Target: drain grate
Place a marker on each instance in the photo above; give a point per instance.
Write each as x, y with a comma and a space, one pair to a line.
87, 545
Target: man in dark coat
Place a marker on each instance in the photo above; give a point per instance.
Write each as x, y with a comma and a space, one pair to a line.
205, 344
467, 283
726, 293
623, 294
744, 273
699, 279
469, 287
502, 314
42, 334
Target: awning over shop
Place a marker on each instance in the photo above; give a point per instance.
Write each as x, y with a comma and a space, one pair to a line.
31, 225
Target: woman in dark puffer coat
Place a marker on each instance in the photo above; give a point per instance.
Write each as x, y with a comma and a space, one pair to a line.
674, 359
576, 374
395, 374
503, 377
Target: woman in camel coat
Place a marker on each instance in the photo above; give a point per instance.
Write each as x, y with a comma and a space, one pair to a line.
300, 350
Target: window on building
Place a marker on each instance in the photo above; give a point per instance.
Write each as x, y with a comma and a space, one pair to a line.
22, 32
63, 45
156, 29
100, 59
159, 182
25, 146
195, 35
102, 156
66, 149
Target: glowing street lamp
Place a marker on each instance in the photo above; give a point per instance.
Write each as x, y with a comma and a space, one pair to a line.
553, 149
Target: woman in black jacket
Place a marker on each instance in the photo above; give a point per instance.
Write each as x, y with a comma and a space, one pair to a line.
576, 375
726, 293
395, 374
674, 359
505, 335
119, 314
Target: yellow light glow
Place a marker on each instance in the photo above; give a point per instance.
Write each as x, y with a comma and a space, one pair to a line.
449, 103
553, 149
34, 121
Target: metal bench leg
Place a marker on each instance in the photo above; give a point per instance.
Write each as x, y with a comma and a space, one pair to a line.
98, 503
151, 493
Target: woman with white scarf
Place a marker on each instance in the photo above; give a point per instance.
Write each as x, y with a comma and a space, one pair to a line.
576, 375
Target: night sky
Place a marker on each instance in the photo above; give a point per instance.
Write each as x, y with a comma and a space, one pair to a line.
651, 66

■ WORK TO COMPLETE ■
Among the records above, find each line holding "Target" and list it.

■ WRITTEN RESPONSE ■
Target: drain grate
Target: man in dark coat
Target: awning over shop
Target: woman in dark puffer coat
Target: woman in camel coat
Target: window on building
Target: glowing street lamp
Target: woman in black jacket
Target: yellow light glow
Target: metal bench leg
Target: woman with white scarf
Target: night sky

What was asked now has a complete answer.